Your task: Copy out every line of the data below verbatim, from start to finish.

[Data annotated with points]
>>>>>

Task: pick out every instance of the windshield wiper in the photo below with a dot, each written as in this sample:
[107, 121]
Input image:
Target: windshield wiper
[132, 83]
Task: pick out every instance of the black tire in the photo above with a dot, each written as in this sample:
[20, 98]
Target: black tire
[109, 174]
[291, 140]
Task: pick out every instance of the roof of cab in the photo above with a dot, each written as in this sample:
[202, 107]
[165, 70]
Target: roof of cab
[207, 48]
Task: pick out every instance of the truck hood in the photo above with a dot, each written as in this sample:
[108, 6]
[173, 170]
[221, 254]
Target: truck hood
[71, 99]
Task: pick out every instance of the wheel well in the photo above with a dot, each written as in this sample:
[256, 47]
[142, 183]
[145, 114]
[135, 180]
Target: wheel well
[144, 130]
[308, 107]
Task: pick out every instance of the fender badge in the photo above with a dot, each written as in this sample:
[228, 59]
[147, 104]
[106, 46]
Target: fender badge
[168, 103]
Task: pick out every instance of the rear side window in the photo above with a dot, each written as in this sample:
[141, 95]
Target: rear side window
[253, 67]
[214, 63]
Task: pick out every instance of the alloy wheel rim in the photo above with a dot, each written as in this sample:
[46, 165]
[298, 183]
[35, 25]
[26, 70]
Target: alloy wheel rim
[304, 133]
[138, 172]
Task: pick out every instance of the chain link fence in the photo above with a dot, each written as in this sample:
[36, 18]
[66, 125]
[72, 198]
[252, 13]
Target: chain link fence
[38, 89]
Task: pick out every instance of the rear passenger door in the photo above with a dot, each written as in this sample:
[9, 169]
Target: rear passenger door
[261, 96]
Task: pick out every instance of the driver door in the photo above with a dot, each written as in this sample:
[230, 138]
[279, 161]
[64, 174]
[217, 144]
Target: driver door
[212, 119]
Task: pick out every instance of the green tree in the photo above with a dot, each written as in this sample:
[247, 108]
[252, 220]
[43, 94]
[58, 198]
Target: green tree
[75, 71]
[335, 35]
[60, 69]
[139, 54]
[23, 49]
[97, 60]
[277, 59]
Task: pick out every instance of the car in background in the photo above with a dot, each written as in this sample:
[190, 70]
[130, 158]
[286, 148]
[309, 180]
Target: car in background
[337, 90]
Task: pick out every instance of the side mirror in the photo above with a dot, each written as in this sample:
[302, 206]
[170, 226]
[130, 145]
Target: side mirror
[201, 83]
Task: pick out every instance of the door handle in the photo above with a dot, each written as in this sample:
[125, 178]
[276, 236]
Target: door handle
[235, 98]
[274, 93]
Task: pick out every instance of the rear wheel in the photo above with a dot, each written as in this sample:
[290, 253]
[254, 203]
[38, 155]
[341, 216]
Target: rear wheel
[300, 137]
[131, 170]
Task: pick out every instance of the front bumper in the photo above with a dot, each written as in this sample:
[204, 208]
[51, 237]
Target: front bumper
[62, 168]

<<<<<

Output for this exercise:
Task: pick out every instance of the windshield wiper in the photo below with a dot, each written as in this sample:
[107, 121]
Input image:
Target: windshield wiper
[132, 83]
Task: pick out every instance of the black tire in the photo above with a dot, each written as in this sample:
[20, 98]
Target: black tire
[109, 174]
[291, 140]
Task: pick out every instance of the roof of cab in the photo above with a dot, each written as in this sample:
[202, 107]
[165, 70]
Target: roof of cab
[207, 48]
Task: pick out every instance of the truck hood in the photo above with a dot, each written as in this sample:
[108, 6]
[173, 170]
[221, 254]
Target: truck hood
[71, 99]
Task: pick out every instance of the wheel well in the photo above with a dot, each written as in this sample:
[256, 47]
[142, 183]
[145, 114]
[135, 180]
Target: wheel well
[144, 130]
[308, 107]
Task: pick out every instance of the fender badge in the photo above with a dot, each written as in this sample:
[228, 59]
[147, 104]
[106, 46]
Target: fender badge
[168, 103]
Task: pick out every instance of the rear side window in the photo above with a dot, each written as in this sample:
[141, 95]
Target: rear side window
[253, 67]
[214, 63]
Task: pick out every instance of the alloy wheel rim in the photo above with a dot, each written as in this sample:
[46, 165]
[298, 183]
[35, 25]
[26, 70]
Target: alloy wheel rim
[304, 133]
[138, 172]
Task: pick out every instance of the chain link fence in the photo above with a dot, each written as in this sample:
[36, 18]
[66, 125]
[72, 198]
[252, 13]
Target: chain link fence
[38, 89]
Task: pick out every instance of the rear passenger door in the photo above with a dot, each written as in this sample:
[9, 169]
Target: rear passenger door
[261, 96]
Task: pick out every instance of the driver door in the photo above with a dot, each written as in this sample:
[230, 138]
[279, 161]
[64, 174]
[217, 144]
Target: driver door
[212, 119]
Task: pick out every instance of the green tree in the photo above with a dot, each written as in this sample:
[247, 108]
[252, 220]
[43, 94]
[58, 198]
Target: green tree
[75, 71]
[335, 35]
[60, 69]
[139, 54]
[23, 49]
[97, 60]
[277, 59]
Task: pick out every instance of the car in background in the photo above with a dot, each written as in this sample:
[190, 70]
[130, 158]
[286, 148]
[309, 180]
Target: car in background
[337, 90]
Task: pick out every instance of the side mirror in the photo above with a dot, each written as in this sample:
[302, 206]
[170, 226]
[130, 145]
Target: side mirror
[201, 83]
Task: pick out every instance of the door handle in the photo above with a dot, each written as in this sample:
[125, 178]
[276, 236]
Target: door handle
[235, 98]
[274, 93]
Task: pick out every instance of the rear wheel in the photo above with a dot, each written as in this sample:
[290, 253]
[254, 203]
[38, 155]
[341, 216]
Target: rear wheel
[300, 137]
[131, 170]
Task: pick out every instance of the front bumper in the photo above with a dot, each written as in this sample:
[204, 208]
[51, 237]
Target: front bumper
[62, 168]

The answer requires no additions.